• [Task goal] From the fourth-quarter results excerpt, reproduce word for word the part that opens with the words containing "Total cash and" and closes with "of $893 million.".

• [Excerpt provided]
Our existing strong international go-to-market presence coupled with our growing partnerships is contributing to our strong growth globally. The EMEA region grew 30% year-over-year and represented 12% of our total revenue.
APAC grew 15% year-over-year and represented the remaining 6%. Moving to our business unit breakdown.
Customer engagement revenues, which represented 81% of our total revenue in Q4, totaled $420 million, a 16% increase compared to the same quarter last year. CXone remains the primary growth driver of our continued top-line growth and customer engagement.
Revenues from financial crime and compliance, which represented 19% of our total revenue in Q4 and totaled $95 million, exhibited accelerated growth in each quarter of 2021 to a record of 24% growth year-over-year. NICE is well positioned financially for continued success, increasing our top-line revenue growth by expanding our market share while simultaneously reporting industry-leading profitability and a healthy cash flow from our operations.
Our gross profit grew to a record $376 million in the fourth quarter of 2021 compared to $317 million for the fourth quarter of 2020. Gross margin increased to a record 73% compared to 72.2% in Q4 last year.
The increase in gross margin in the quarter was mainly attributed to an increase of 191 basis points in the product gross margin and a 57 basis point increase in the cloud margin, which reached a record 68.2% gross margin in Q4. In Q4, operating income increased by 11% year-over-year to $146 million compared to $132 million in Q4 2020 and operating margin was 28.2%.
Earnings per share for the fourth quarter totaled a record $1.73, an increase of 7% compared to Q4 last year. We experienced another strong quarter in operating cash flow, which totaled $113 million in Q4.
Total cash and investments at the end of December totaled $1.425 billion. Our debt, net of a hedge instrument, was $532 million, resulting in net cash and investments of $893 million.
Our strong cash flow generation and healthy balance sheet continue to allow us to capitalize on synergistic strategic acquisitions that are consistent with our cloud and digital growth strategy and capital allocation plans. As we step into 2022, we expect our momentum to continue with double-digit growth on both the top-line and bottom line and cloud revenue growth of 27% or greater.

• [Dataset content]

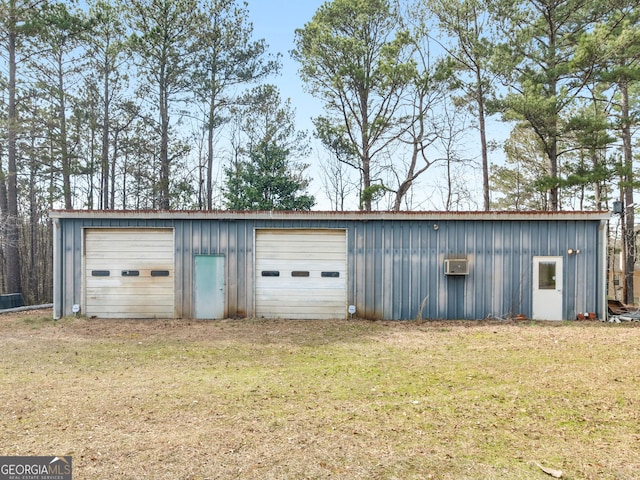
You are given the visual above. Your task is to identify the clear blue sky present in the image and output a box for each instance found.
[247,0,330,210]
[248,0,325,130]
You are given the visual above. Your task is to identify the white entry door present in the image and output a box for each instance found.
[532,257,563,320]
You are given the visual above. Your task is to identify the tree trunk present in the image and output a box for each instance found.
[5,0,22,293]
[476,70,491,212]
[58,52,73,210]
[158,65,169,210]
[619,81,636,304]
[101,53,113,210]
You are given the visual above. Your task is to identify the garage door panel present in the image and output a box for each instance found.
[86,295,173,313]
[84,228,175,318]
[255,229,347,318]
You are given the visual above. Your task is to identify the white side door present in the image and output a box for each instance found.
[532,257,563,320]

--

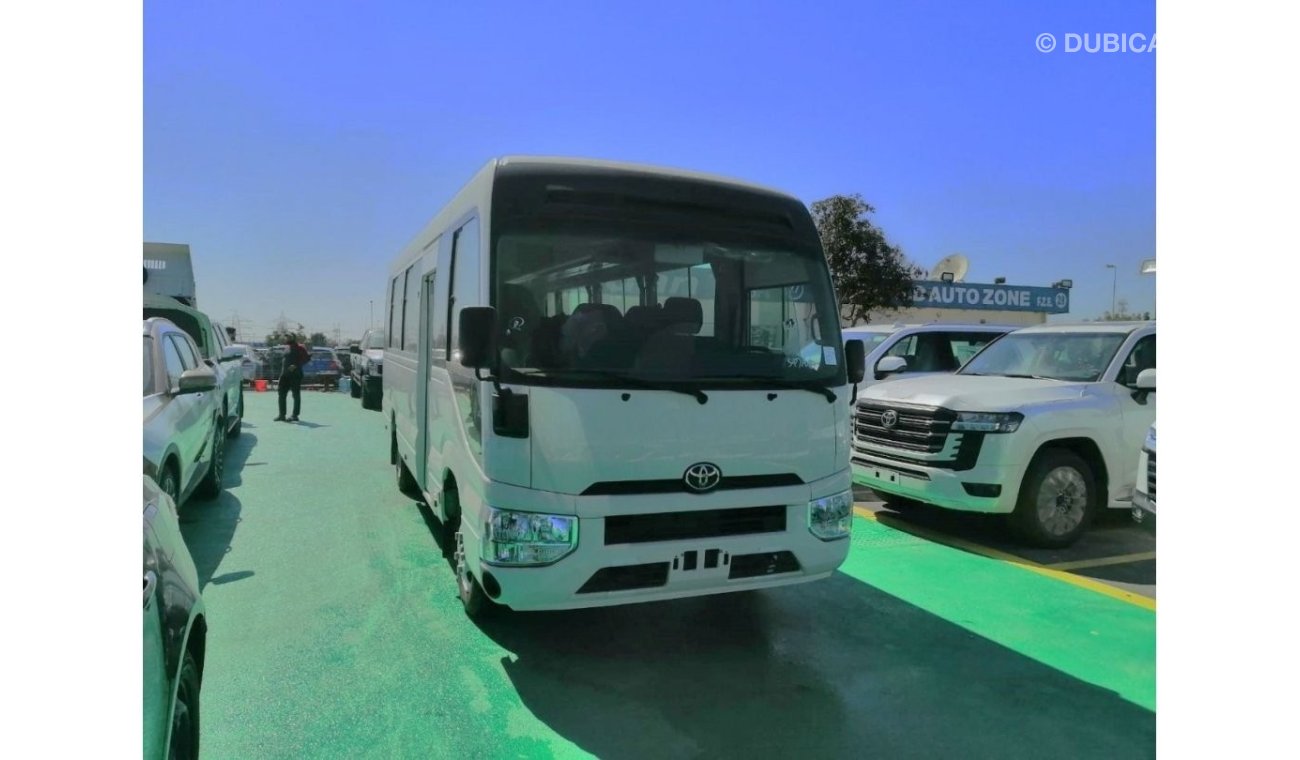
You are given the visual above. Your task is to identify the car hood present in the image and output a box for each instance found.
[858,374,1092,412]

• [Answer area]
Total cash and investments at the end of December totaled $1.425 billion. Our debt, net of a hedge instrument, was $532 million, resulting in net cash and investments of $893 million.